Parte del documento:
++++++++++

La Lettura, 2 maggio 2024
Parla James Ellroy
James Ellroy, losangelino classe 1948, è il maestro indiscusso del romanzo noir. Celebre per la «tetralogia di Los Angeles» — Dalia nera, Il grande nulla, L.A. Confidential, White Jazz — e per la «trilogia americana» — American Tabloid, Sei pezzi da mille, Il sangue è randagio — tornerà in libreria il 7 maggio col nuovo romanzo Gli incantatori, tradotto da Alfredo Colitto per Einaudi Stile libero: ambientato nel 1962, all’indomani della morte di Marilyn Monroe, avrà come protagonista l’investigatore privato Freddy Otash, già al centro del precedente romanzo Panico e comparso come comprimario in diverse opere precedenti.
James Ellroy, negli «Incantatori» ci fa incontrare di nuovo Freddy Otash, e ne siamo felici. Ma parrebbe un po’ cambiato rispetto a «Panico».
«Eh, eh… Sapete, io lo conoscevo, il vero Freddy Otash. Era un piccoletto malvagio, un tipo davvero losco. Un bieco. Non mi piaceva per niente. Ma mi interessavano gli ambienti in cui girava, quindi mi dissi che potevo anche inventare il mio, di Freddy Otash. E l’ho fatto. Almeno tre volte. Perché ce ne sono diversi, di Freddy Otash, a dire la verità. C’è quello della “trilogia americana”, dove è un cospiratore a tutti gli effetti. Poi c’è quello di Panico, che in fondo è una commedia, e quindi anche il personaggio si è adattato in tal senso, è diventato più simpatico, a tratti quasi comico. Gli incantatori, invece, è un romanzo molto serio, come lo sarà il suo seguito, a cui sto già lavorando; Otash è di nuovo protagonista, ma ho dovuto ridisegnarlo per adattarlo al nuovo clima. In generale possiamo dire che a suon di interventi il mio Otash, anzi i miei Otash, sono diventati del tutto finzionali».
Nei suoi romanzi è costante la commistione tra personaggi reali, personaggi inventati, e personaggi di finzione ispirati a figure reali.
«È vero, e non vale solo per i personaggi. I miei romanzi sono sempre una miscela di realtà e finzione, ma dopo che sono usciti lascio ai lettori le loro valutazioni. Se qualcuno, a una presentazione, mi chiede se un certo fatto o un certo personaggio è vero, in genere rifiuto di rispondere. Io credo che il mio compito, in quanto romanziere, sia far credere che le cose siano vere: una volta che il lettore è dentro al libro, tutto deve sembrargli vero, e sarebbe sciocco andare a dirgli “questo sì, questo no”. Detto questo, possiamo considerare Gli incantatori un libro di finzione, anche se include personaggi storici e altre figure minori realmente esistite, come lo stesso Otash. Intendiamoci, è un fatto storico accertato che Jimmy Hoffa avesse ingaggiato Freddy Otash per indagare sui rapporti tra Marilyn Monroe e John Fitzgerald Kennedy, ma la verità è che non si trattava di un’operazione in grande stile come quella che mostro io nel romanzo. In fondo, anche se lavoro con la storia, trovo che la maggior parte delle volte la storia sia noiosa. E poi, diciamolo, non mi piace mica troppo fare ricerca: una volta trovate le basi, preferisco inventare. Ad esempio, nel romanzo che sto scrivendo, e che sarà a tutti gli effetti il seguito de Gli incantatori, Otash si ritroverà contro i comunisti, e delle basi storiche anche qui ci sono, ma ho già in mente una linea che se ne distacca, perché se ogni volta parto dalla storia reale, la verità è che alla prima opportunità che vedo di fare fiction, mi ci butto. Quello che cerco, quello che faccio quando faccio la mia ricerca, sono informazioni singole su qualche aspetto della vicenda, che si prestino a fare da base per una costruzione finzionale. Ed è precisamente ciò che avviene ne Gli incantatori».

++++++++++

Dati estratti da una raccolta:
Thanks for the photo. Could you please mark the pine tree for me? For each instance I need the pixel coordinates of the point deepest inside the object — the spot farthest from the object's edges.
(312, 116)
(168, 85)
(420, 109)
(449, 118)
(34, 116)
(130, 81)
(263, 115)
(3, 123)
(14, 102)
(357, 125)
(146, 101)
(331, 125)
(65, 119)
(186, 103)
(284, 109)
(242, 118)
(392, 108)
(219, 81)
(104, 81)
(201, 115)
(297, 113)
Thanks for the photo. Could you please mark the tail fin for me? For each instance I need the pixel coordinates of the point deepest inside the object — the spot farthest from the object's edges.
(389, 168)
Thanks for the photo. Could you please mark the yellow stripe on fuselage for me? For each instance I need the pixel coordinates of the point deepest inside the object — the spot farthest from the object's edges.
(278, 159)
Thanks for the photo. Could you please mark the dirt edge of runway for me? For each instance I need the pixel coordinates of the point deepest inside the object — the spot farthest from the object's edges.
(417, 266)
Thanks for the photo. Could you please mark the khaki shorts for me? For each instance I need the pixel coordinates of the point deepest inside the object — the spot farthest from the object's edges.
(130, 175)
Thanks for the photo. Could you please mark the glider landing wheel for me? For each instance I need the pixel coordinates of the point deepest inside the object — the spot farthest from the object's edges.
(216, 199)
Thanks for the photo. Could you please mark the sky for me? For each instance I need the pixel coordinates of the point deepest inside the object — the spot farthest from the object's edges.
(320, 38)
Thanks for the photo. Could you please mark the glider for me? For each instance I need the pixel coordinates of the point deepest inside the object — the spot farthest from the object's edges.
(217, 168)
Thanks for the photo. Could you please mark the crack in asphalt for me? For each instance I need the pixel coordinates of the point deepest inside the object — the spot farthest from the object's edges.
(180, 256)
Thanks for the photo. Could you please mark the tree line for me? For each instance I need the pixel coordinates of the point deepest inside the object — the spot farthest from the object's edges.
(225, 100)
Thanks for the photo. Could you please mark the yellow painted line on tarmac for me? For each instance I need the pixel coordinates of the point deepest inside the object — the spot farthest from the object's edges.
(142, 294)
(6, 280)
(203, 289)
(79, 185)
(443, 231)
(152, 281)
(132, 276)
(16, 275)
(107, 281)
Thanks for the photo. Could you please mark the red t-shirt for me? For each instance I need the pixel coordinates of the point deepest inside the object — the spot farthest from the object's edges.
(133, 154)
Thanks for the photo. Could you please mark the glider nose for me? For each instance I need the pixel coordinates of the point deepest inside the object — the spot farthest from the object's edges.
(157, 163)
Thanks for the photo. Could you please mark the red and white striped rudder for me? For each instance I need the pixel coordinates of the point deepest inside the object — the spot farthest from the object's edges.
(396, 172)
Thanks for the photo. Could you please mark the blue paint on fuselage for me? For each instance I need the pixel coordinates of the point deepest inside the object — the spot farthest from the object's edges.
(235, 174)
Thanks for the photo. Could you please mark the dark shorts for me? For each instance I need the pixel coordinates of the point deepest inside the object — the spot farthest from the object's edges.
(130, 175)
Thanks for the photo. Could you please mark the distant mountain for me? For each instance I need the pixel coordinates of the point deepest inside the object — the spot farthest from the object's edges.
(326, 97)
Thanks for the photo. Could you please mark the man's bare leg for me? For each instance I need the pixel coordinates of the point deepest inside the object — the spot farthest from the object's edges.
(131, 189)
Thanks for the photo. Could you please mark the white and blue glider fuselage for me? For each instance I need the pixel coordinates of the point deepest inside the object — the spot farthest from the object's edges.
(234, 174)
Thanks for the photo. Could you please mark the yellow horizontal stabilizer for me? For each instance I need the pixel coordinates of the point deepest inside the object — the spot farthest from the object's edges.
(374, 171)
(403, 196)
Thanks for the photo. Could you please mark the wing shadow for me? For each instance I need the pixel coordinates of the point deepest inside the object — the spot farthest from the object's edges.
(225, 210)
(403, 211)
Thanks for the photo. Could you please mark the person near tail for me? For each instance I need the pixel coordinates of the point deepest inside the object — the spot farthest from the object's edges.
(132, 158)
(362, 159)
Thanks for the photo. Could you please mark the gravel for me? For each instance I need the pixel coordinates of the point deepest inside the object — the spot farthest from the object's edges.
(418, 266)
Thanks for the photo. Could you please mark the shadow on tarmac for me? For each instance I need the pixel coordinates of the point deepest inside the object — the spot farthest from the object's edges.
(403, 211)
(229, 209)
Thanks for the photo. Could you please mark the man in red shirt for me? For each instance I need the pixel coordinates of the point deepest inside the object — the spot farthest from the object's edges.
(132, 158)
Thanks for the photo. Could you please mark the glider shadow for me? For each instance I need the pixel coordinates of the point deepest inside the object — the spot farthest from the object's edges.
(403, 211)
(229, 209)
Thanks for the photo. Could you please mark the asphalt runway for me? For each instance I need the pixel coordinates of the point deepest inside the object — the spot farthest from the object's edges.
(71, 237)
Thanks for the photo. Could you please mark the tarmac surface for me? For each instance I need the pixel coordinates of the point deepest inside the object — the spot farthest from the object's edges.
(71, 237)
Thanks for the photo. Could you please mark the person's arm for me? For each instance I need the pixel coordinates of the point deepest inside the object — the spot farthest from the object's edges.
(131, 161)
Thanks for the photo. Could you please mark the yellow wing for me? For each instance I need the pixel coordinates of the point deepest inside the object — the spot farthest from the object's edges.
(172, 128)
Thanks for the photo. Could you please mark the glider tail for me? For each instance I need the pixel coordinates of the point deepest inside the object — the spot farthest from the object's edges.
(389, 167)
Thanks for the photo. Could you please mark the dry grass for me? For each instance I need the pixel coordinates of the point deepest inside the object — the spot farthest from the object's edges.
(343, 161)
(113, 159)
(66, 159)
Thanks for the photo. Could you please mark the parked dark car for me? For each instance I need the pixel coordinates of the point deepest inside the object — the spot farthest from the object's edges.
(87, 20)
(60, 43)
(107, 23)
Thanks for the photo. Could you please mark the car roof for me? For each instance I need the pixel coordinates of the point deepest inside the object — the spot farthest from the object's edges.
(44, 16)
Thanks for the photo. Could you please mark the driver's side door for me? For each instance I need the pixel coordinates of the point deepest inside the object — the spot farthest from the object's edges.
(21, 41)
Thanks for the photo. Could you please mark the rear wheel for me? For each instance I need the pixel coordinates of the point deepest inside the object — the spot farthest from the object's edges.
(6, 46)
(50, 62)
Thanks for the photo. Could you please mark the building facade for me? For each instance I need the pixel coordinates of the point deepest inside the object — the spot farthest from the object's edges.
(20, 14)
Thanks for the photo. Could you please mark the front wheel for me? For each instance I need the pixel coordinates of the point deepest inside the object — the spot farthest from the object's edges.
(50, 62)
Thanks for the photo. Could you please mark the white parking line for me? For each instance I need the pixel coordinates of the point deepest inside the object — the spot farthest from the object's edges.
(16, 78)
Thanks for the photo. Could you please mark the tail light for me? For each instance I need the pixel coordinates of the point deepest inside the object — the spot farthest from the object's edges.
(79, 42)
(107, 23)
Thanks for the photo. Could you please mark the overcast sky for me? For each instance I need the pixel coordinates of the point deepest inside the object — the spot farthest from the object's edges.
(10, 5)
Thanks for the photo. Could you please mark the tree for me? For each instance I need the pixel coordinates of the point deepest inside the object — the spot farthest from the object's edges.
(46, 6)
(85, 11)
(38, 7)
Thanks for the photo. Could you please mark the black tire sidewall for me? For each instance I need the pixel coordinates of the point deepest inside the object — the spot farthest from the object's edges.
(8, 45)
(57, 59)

++++++++++

Cosa si chiede:
**A.** Trascrivi alla lettera il passo dell'intervista a James Ellroy che va da "La Lettura, 2" a "diverse opere precedenti.".
**B.** Scrivi il seguito dell'intervista a James Ellroy, partendo dopo l'ultima frase riportata.

Risposte ai compiti:
**A.**
La Lettura, 2 maggio 2024
Parla James Ellroy
James Ellroy, losangelino classe 1948, è il maestro indiscusso del romanzo noir. Celebre per la «tetralogia di Los Angeles» — Dalia nera, Il grande nulla, L.A. Confidential, White Jazz — e per la «trilogia americana» — American Tabloid, Sei pezzi da mille, Il sangue è randagio — tornerà in libreria il 7 maggio col nuovo romanzo Gli incantatori, tradotto da Alfredo Colitto per Einaudi Stile libero: ambientato nel 1962, all’indomani della morte di Marilyn Monroe, avrà come protagonista l’investigatore privato Freddy Otash, già al centro del precedente romanzo Panico e comparso come comprimario in diverse opere precedenti.

**B.**
Lei lo ha definito un romanzo «modernista».
«Credo che lo sia, per ragioni strutturali e di montaggio, che i lettori potranno verificare, ma in generale, anche al di là delle questioni prettamente letterarie, a me piace proprio l’estetica modernista e cerco di trasmetterla anche in romanzi ambientati in tutt’altro periodo, come lo stesso Gli incantatori, che si svolge nei primi anni Sessanta. Parlo della prima onda di modernismo, quella degli anni Venti, del Bauhaus… Quanto mi piace quell’estetica! Mi fa immaginare un mondo filante, più lineare e dinamico. Anche l’estetica americana, negli anni Venti, era più bella, non solo quella europea. Tutto era più bello».
Torniamo alla struttura «modernista» del romanzo.
«Tornando alla struttura de Gli incantatori, il romanzo è in prima persona, ma la voce narrante è quella di un alcolista e tossicodipendente, con tutto ciò che questo comporta, sia in termini di affidabilità del narratore che del modo in cui percepisce la realtà: è una coscienza spezzata, umorale, che fa salti temporali e di percezione, e in cui però il lettore deve calarsi, così da seguire l’indagine. In fondo Gli incantatori, oltre che modernista, è un detective novel a tutti gli effetti: il protagonista va in giro, cerca, indaga, interroga, intervista, si infila nelle case di nascosto…». (Ride).
Ma è vero che anche lei lo faceva? Cioè: entrare nelle case altrui.
«Eccome! Da ragazzino era una mia ossessione, un vero e proprio vizio. In particolare m’infiltravo nelle case delle ragazze di cui mi innamoravo, e su cui immancabilmente mi fissavo. Non era difficile forzare una finestra o una porta di servizio… Entravo nelle case, sì, e andavo subito alla ricerca della biancheria. Poi, certo, se trovavo qualche banconota me la fregavo, e se ero fortunato pure i sonniferi o qualche altro farmaco con cui potevo alterare un po’ la coscienza… Ma l’obiettivo erano sempre le mutandine, le cercavo e le annusavo… Ero un ladro di mutandine, sì! Ma ero anche un sentimentale, perché erano sempre le mutande di ragazze su cui mi ero fissato, mica di gente a caso».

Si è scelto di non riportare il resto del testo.